Boundary labeling items
####################

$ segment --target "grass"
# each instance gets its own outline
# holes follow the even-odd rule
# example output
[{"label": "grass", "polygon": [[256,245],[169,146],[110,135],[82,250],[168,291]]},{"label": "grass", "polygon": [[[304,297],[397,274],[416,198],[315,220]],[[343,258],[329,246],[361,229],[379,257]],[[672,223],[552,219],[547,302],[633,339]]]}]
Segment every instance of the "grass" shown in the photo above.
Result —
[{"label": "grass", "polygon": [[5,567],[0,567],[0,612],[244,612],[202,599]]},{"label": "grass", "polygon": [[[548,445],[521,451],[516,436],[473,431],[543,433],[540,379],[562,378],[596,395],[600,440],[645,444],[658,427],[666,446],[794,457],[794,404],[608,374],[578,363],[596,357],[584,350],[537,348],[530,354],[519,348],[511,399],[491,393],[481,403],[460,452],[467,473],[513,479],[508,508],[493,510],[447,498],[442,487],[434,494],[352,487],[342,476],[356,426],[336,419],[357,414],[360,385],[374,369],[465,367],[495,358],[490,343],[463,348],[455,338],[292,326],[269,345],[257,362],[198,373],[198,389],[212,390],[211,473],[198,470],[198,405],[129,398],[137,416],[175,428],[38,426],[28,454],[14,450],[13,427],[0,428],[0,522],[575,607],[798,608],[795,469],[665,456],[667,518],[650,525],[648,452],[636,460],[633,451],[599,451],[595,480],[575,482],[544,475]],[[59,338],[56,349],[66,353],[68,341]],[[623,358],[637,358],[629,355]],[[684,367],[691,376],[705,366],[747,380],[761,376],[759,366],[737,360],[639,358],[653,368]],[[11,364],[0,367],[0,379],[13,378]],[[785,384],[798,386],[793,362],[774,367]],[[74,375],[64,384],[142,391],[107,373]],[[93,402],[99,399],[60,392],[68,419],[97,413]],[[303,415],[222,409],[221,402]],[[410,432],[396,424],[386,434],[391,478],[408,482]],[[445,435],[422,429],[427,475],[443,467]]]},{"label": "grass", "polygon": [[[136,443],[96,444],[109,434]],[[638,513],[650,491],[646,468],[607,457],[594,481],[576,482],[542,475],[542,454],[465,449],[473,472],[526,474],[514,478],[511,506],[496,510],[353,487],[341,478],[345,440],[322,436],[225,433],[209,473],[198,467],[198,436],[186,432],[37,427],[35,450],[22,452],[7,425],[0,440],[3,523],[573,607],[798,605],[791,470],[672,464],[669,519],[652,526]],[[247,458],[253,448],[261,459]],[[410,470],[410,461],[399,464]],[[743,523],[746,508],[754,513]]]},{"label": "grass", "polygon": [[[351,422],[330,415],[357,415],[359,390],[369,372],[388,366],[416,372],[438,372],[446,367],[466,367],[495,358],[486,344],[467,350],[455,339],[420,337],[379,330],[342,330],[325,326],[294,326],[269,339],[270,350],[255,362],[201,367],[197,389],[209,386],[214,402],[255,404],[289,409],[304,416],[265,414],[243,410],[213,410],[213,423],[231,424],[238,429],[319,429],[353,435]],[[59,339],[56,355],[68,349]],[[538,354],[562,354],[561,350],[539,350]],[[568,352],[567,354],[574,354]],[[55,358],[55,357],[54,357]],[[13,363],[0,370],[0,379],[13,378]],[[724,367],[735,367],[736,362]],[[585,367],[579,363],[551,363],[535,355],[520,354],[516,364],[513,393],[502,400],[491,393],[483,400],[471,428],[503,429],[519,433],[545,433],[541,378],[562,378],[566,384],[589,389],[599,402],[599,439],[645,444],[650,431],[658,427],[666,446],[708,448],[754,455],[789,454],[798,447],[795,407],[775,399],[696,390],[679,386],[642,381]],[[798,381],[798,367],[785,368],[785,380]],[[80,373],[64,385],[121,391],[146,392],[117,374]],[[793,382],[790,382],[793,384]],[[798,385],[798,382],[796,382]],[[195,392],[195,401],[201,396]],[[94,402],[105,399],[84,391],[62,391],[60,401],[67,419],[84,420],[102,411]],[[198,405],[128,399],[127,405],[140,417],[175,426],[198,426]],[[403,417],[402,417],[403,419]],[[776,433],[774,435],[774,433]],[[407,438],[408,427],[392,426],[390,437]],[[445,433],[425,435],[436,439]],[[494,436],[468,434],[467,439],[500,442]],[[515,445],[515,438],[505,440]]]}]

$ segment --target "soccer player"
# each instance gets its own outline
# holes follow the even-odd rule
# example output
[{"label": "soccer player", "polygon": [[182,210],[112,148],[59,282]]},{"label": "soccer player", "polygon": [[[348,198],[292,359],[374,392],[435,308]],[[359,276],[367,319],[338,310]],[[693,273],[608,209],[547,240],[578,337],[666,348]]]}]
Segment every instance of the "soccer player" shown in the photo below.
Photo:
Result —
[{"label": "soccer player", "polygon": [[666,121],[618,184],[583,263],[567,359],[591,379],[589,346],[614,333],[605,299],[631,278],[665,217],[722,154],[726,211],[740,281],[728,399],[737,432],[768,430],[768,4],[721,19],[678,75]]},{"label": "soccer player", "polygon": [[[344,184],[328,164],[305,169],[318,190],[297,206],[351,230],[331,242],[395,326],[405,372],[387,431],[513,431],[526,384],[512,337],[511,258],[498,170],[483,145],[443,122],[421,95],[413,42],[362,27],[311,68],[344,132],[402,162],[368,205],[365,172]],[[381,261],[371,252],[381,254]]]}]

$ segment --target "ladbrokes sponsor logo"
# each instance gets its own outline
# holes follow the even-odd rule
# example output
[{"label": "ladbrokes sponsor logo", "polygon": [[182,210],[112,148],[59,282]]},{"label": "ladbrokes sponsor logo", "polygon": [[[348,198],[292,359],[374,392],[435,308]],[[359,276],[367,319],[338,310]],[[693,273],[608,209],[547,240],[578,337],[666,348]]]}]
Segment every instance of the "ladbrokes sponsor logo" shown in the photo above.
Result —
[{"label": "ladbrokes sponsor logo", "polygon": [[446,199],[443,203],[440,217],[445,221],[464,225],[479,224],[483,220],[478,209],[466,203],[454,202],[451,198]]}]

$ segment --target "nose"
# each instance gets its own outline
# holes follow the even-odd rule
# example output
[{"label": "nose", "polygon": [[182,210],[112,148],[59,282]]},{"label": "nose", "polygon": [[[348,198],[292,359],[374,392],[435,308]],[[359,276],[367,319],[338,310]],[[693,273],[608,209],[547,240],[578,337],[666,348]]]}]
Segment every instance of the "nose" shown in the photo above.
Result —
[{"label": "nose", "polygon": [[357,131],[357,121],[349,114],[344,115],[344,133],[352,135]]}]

####################

● **TO DO**
Which lines of the material contain the string "target"? Show each of them in full.

● **THE RESULT**
$ segment --target "grass"
$ segment --target "soccer player"
$ segment --target "ladbrokes sponsor logo"
$ segment --target "nose"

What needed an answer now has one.